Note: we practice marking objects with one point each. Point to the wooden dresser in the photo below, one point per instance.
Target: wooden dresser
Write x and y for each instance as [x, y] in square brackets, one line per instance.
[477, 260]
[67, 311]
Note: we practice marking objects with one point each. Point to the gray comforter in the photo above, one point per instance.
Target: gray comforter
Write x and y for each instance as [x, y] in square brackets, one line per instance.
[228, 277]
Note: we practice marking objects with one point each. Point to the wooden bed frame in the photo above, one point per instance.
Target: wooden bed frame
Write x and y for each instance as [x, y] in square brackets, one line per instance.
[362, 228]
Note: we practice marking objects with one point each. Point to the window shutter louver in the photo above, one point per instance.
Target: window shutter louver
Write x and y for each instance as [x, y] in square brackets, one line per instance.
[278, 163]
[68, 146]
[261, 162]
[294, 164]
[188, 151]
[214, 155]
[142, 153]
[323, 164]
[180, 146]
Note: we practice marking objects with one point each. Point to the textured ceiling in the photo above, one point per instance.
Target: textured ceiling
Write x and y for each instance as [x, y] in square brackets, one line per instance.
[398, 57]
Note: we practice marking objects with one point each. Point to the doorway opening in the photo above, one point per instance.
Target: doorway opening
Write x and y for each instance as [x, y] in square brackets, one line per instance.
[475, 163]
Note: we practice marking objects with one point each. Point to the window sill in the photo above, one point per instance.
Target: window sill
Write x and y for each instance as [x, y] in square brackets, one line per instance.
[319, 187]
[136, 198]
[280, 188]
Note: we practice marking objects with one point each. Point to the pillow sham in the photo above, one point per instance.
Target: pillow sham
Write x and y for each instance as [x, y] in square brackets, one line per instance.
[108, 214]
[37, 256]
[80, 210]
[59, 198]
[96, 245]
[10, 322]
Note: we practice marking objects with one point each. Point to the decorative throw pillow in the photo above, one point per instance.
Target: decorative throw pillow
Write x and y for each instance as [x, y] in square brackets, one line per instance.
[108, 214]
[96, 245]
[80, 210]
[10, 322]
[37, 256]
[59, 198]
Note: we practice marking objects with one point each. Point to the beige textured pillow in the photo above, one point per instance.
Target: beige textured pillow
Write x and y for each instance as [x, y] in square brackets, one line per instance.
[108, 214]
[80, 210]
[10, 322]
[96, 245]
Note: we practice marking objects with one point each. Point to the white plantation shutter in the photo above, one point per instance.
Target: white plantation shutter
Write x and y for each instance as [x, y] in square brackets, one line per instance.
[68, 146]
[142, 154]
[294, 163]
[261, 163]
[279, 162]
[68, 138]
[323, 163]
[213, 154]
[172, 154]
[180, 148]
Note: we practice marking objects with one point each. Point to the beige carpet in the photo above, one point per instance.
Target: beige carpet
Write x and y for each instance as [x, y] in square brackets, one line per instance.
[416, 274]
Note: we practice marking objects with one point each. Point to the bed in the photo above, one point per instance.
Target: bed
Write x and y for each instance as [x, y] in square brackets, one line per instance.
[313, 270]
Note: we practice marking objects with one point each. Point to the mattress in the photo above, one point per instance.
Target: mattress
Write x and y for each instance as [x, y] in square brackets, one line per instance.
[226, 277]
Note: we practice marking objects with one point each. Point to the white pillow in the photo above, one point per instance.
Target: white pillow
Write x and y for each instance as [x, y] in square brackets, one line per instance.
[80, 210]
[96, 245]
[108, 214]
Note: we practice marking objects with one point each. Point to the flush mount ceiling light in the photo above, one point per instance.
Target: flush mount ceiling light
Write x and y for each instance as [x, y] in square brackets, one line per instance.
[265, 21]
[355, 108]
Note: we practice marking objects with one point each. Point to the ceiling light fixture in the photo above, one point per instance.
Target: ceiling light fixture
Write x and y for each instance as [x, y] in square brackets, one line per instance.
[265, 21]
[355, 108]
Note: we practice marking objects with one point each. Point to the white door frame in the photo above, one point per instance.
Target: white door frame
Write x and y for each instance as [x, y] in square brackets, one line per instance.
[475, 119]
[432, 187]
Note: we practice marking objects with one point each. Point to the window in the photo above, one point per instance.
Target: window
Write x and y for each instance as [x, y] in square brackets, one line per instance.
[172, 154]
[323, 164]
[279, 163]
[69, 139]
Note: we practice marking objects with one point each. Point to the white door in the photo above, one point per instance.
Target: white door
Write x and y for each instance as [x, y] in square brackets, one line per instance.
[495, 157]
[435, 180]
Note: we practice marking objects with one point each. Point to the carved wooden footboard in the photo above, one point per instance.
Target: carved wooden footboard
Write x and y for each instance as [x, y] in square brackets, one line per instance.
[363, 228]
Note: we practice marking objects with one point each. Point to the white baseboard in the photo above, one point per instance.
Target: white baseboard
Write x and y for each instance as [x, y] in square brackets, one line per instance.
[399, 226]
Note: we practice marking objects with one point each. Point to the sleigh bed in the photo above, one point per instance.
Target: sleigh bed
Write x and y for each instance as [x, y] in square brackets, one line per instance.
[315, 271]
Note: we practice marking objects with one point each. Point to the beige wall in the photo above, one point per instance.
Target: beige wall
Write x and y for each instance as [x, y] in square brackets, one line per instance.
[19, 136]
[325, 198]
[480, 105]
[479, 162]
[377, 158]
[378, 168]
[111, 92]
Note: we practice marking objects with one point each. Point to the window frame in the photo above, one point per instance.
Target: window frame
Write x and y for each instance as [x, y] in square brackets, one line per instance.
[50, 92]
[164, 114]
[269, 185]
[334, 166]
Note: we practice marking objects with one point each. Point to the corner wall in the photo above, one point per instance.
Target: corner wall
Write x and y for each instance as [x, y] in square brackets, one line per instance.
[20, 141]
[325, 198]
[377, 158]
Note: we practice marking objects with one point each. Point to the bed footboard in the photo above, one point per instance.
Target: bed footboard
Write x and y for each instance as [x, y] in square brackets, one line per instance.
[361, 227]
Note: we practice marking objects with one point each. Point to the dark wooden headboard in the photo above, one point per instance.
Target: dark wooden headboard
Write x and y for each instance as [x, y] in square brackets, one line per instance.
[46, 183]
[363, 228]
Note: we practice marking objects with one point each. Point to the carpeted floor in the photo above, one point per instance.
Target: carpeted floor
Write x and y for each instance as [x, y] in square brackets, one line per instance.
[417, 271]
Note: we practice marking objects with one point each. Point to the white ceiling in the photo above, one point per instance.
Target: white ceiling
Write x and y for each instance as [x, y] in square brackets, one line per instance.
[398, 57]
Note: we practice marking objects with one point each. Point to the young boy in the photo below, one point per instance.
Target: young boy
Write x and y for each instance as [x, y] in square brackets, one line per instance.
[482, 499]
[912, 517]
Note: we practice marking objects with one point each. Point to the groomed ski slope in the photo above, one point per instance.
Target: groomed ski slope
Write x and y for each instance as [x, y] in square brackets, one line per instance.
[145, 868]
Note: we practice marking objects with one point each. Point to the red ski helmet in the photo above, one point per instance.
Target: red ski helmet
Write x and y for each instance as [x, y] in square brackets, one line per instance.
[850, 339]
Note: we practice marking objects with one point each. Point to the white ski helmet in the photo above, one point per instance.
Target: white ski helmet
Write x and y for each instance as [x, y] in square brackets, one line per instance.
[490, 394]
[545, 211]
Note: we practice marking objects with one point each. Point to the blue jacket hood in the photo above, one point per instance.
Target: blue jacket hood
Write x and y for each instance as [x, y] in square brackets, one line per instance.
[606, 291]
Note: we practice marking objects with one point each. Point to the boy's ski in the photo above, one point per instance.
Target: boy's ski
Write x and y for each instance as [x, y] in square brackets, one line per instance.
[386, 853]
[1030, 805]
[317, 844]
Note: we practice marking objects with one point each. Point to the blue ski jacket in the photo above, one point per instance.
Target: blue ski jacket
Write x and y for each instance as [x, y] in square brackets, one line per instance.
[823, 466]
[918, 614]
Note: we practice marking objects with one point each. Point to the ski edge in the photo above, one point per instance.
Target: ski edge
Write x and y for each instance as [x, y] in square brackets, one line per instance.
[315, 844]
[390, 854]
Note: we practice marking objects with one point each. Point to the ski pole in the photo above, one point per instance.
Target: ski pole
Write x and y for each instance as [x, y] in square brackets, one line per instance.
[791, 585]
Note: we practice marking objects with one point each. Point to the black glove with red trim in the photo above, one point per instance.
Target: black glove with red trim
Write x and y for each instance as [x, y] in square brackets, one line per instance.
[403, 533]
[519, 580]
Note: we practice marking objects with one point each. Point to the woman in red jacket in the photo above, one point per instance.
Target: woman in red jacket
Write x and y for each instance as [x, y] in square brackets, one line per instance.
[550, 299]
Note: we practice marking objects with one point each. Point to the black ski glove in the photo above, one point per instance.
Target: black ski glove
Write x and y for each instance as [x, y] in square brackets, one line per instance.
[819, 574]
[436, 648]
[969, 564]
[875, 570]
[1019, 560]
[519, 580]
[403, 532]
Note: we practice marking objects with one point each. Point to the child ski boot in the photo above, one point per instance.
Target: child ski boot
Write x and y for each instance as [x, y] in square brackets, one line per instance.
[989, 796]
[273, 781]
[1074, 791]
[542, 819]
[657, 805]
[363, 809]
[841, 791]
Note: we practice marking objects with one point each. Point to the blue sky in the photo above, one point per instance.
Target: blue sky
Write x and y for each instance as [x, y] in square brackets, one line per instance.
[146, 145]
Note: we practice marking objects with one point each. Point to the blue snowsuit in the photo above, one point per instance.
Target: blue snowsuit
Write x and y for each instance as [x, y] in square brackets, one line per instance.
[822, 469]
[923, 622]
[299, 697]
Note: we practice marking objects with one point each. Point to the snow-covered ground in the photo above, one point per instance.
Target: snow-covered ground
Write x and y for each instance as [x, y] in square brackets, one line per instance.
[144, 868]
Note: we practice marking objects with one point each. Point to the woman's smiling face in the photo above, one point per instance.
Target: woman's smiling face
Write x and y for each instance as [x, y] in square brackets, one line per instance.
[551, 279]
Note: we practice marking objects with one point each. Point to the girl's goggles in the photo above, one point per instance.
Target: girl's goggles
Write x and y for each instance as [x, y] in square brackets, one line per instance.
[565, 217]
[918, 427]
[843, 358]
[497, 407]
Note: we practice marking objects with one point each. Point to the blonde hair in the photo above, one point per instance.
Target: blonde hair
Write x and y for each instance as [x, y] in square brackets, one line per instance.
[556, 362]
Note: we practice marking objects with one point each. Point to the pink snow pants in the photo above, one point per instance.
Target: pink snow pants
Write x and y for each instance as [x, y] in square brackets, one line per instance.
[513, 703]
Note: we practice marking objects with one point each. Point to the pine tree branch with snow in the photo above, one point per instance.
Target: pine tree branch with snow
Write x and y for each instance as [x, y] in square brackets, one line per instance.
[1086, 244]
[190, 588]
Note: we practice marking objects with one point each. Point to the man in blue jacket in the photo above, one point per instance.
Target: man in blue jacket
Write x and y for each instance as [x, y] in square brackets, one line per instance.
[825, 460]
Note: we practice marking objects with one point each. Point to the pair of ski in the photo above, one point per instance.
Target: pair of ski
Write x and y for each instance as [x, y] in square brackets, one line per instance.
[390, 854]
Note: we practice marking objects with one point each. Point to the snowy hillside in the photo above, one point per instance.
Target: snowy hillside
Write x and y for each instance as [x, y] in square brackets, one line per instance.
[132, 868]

......

*WORK INSTRUCTION*
For each line in the entries that contains the string "doorway", make a copy.

*SOLUTION TO THIS EXERCISE*
Note: we practice marking objects with one point each. Point to the doorway opening in the photo above, one point per instance.
Target: doorway opening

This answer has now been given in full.